(Rows from a segmentation dataset)
'''

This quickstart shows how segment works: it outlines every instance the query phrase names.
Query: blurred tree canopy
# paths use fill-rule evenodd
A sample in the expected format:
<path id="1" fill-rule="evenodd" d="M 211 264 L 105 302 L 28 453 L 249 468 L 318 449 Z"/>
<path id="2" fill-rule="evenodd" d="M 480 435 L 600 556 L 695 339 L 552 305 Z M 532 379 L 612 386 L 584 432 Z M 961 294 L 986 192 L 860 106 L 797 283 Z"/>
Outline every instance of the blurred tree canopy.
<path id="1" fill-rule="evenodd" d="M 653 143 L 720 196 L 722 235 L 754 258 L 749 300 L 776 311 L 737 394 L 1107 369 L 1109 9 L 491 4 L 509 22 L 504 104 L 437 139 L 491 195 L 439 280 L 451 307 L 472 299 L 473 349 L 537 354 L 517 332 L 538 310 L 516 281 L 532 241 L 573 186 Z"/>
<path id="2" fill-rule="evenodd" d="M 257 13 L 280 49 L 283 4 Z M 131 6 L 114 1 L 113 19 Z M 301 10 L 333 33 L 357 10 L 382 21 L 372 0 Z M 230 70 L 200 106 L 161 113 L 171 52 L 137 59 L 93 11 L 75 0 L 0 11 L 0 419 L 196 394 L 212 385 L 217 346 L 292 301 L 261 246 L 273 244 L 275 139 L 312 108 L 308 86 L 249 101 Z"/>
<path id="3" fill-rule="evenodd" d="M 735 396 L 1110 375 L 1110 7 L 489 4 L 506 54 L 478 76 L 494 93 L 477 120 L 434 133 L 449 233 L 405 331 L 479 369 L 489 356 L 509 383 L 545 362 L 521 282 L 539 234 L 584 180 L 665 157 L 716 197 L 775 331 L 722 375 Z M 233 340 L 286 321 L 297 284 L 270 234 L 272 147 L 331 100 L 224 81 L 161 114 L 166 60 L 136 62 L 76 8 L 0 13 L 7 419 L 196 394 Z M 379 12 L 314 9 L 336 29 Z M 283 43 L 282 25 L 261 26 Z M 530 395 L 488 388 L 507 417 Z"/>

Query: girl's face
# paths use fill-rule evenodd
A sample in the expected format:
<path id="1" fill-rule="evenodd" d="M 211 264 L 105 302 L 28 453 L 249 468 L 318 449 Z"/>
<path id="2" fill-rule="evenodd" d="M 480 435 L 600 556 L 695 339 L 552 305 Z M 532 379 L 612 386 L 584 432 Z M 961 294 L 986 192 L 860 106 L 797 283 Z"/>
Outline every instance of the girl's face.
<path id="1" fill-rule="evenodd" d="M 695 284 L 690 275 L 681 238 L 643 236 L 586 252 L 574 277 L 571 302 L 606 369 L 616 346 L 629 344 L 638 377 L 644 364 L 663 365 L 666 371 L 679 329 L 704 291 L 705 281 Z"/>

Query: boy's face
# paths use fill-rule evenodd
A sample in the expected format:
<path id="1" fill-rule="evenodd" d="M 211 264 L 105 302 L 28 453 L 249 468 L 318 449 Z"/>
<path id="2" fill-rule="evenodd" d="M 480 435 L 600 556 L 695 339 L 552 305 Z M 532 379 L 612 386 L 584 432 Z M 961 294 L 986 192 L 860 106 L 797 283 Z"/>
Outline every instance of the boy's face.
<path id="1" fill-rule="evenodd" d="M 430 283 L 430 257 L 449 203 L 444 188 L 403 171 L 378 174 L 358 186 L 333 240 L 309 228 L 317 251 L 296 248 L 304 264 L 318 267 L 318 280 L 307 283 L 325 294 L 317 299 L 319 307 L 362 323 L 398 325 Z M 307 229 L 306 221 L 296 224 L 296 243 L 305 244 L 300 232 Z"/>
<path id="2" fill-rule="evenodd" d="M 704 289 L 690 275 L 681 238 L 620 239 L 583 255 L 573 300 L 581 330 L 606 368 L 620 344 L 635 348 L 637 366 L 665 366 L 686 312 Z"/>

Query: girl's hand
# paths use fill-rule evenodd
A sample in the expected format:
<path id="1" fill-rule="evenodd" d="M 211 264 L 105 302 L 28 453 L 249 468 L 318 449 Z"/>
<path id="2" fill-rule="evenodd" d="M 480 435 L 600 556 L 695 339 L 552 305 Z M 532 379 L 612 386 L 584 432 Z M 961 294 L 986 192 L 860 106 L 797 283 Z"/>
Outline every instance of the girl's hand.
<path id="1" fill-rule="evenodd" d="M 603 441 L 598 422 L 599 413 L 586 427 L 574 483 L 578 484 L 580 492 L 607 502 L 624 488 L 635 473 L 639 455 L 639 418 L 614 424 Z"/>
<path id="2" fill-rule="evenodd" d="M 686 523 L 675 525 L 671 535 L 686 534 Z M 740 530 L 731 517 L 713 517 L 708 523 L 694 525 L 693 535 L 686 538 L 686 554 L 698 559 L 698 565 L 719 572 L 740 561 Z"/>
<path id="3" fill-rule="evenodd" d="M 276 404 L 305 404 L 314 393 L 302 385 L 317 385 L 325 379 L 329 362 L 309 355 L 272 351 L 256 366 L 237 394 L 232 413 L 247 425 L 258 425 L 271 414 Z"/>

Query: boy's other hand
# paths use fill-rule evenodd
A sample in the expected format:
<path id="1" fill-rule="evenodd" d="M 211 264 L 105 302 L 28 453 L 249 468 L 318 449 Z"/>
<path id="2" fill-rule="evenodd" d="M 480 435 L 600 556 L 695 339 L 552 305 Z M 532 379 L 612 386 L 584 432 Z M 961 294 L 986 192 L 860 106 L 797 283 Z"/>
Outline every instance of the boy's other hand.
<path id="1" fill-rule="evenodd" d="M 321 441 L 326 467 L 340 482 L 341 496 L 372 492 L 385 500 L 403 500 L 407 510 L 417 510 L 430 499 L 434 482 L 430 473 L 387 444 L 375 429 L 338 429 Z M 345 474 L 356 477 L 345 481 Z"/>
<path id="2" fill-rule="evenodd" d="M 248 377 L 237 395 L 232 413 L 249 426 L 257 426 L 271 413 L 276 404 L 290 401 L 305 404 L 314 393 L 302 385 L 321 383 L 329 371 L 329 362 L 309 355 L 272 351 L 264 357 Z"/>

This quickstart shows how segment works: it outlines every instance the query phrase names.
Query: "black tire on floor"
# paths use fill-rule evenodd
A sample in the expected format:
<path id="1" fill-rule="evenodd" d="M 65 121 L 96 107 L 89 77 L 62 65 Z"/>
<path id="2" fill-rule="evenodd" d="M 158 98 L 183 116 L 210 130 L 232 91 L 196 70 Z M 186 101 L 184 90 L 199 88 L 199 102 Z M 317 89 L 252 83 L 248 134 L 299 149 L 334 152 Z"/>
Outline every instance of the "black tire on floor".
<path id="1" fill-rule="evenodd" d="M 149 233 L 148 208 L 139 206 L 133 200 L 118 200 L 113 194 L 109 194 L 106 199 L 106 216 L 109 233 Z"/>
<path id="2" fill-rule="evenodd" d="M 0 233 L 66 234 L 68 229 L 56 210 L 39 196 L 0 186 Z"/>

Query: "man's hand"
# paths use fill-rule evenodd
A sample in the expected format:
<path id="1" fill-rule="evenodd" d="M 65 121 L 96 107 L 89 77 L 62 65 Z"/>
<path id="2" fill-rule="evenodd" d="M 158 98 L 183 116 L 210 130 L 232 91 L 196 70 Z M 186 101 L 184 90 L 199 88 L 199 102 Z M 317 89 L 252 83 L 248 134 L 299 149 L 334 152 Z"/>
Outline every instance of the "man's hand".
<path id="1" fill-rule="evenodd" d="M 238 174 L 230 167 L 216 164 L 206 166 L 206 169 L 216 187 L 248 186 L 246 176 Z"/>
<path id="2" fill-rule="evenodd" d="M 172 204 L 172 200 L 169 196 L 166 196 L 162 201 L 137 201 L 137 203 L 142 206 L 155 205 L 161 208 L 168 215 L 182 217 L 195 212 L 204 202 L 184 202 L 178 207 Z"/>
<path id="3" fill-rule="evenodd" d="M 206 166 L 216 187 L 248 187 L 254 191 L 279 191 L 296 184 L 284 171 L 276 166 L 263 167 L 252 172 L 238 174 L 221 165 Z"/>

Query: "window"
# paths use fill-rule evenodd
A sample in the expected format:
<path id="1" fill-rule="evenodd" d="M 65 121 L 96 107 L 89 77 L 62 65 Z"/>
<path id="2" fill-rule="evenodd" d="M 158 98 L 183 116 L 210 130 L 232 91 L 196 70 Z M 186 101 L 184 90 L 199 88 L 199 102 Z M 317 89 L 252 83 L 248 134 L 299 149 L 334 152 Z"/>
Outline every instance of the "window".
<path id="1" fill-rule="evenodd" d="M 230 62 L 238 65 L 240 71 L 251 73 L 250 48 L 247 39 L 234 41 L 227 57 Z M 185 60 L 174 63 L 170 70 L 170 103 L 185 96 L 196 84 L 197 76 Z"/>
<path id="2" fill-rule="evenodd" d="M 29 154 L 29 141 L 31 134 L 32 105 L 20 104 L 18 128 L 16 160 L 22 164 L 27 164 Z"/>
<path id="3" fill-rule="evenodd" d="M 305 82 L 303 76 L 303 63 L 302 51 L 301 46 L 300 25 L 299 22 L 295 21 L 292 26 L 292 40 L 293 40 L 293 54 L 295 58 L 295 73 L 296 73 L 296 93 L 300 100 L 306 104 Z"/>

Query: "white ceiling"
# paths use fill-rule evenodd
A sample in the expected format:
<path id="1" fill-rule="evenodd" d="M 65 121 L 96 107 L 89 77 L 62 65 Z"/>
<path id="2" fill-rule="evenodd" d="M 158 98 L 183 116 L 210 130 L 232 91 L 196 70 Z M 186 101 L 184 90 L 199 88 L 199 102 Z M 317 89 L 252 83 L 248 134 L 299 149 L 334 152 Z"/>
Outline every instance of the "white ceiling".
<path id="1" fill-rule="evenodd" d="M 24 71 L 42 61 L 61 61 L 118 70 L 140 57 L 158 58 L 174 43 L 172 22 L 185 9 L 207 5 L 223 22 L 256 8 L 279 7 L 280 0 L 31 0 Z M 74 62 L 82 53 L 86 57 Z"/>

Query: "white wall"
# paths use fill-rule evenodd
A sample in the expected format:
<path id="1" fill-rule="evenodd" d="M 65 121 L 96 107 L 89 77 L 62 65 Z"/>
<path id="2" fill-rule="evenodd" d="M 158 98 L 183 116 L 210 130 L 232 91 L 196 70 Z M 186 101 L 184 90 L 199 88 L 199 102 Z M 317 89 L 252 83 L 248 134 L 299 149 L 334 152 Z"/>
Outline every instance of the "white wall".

'''

_TASK DESCRIPTION_
Render the lines between the one holding "Query: boy's other hand" and the one holding "248 377 L 237", inclusive, as a Markdown table with the columns Nr and Line, leaving out blank lines.

_RESPONSE BELOW_
| Nr | Line |
|---|---|
| 1 | Query: boy's other hand |
| 2 | # paths use fill-rule evenodd |
| 3 | A sample in the expected format: |
| 4 | <path id="1" fill-rule="evenodd" d="M 211 264 L 105 302 L 28 453 L 249 468 L 318 449 Z"/> |
| 5 | <path id="2" fill-rule="evenodd" d="M 480 435 L 600 556 L 695 339 L 552 305 Z M 532 379 L 612 386 L 584 432 Z M 961 294 L 986 192 L 860 106 L 797 283 Z"/> |
| 6 | Outline every instance of the boy's other hand. |
| 7 | <path id="1" fill-rule="evenodd" d="M 321 441 L 326 467 L 340 482 L 341 496 L 372 492 L 385 500 L 403 500 L 407 510 L 417 510 L 430 499 L 434 482 L 430 473 L 387 444 L 375 429 L 338 429 Z M 345 474 L 356 477 L 345 481 Z"/> |
| 8 | <path id="2" fill-rule="evenodd" d="M 248 377 L 237 395 L 232 413 L 249 426 L 257 426 L 271 413 L 276 404 L 290 401 L 305 404 L 314 393 L 302 385 L 321 383 L 329 371 L 329 362 L 309 355 L 272 351 L 264 357 Z"/> |